Write out the line with "Task: mark the child's legs" and each line after it to the end of the material, exactly as they appear and with nothing else.

* _Supplied records_
------------------------

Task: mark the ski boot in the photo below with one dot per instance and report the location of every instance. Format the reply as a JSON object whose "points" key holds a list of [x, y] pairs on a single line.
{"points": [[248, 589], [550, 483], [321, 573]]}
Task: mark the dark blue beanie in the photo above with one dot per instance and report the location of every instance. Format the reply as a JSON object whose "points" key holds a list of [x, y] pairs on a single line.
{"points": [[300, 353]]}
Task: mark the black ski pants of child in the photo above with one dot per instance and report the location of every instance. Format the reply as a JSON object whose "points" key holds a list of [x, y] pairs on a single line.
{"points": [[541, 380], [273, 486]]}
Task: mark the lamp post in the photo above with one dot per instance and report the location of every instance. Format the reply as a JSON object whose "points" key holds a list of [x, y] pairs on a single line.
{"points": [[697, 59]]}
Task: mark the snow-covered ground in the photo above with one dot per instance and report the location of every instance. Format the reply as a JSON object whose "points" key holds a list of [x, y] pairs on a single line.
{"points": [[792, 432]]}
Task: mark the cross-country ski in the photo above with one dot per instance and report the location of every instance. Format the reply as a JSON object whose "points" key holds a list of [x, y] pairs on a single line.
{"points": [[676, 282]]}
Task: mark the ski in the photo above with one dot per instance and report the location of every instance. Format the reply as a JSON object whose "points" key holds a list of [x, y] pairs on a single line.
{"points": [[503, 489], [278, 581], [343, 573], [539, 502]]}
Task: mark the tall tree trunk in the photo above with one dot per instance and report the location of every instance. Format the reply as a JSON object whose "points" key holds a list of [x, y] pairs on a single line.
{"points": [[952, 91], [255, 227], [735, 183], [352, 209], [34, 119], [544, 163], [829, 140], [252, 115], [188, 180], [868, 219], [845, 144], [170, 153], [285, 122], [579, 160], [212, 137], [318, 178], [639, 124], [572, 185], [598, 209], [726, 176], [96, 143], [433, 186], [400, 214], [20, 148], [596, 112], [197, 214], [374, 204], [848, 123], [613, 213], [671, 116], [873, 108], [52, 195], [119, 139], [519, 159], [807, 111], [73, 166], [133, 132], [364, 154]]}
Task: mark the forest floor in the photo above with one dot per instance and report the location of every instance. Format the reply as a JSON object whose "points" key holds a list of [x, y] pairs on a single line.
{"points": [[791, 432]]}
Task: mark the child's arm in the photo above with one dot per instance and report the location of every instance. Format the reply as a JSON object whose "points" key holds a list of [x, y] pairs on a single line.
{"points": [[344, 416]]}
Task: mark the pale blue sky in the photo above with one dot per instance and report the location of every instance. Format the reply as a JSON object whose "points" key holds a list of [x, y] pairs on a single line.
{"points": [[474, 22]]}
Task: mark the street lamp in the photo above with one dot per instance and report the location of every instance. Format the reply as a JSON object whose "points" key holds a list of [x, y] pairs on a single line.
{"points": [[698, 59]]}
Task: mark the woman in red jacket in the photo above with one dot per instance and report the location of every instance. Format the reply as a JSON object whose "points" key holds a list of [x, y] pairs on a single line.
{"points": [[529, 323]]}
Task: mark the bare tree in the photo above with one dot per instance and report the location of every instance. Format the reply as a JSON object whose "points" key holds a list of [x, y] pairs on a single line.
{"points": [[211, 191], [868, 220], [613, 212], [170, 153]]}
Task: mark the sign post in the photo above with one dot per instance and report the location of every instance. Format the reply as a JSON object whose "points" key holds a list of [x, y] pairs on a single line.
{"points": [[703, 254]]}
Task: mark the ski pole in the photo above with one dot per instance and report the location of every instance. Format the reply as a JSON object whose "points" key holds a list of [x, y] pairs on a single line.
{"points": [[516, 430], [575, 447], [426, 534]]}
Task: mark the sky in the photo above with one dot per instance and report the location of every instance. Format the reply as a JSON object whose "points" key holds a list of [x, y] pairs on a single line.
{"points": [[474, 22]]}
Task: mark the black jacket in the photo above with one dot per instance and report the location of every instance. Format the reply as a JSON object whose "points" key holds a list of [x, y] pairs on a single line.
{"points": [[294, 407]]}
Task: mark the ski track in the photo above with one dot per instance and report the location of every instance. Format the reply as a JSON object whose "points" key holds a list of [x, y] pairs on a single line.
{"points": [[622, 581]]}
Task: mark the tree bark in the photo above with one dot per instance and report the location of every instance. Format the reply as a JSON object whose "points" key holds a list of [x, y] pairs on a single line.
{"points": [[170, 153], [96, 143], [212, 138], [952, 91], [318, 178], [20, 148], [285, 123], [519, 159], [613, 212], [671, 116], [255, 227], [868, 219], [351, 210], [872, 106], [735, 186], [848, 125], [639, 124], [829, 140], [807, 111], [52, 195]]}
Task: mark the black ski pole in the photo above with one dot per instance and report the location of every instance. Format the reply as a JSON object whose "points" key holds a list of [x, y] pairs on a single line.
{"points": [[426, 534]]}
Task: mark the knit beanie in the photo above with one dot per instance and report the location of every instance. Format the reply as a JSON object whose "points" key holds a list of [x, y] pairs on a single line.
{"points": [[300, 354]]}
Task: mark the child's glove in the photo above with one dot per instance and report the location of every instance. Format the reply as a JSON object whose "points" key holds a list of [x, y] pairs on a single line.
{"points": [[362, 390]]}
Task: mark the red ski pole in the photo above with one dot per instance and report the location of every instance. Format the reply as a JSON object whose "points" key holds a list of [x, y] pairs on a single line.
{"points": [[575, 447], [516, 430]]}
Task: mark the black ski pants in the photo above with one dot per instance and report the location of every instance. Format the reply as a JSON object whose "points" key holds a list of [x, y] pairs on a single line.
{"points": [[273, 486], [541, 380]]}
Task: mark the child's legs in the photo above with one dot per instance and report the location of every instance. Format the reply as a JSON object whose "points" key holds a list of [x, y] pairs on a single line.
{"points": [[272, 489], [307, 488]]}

------------------------

* _Result for this task_
Task: mark the child's legs in the photo above with one dot per instance and report the location of every instance. Format the reply as a JSON object whose "points" key holds a list of [x, y] pairs on a single line.
{"points": [[272, 489], [307, 488]]}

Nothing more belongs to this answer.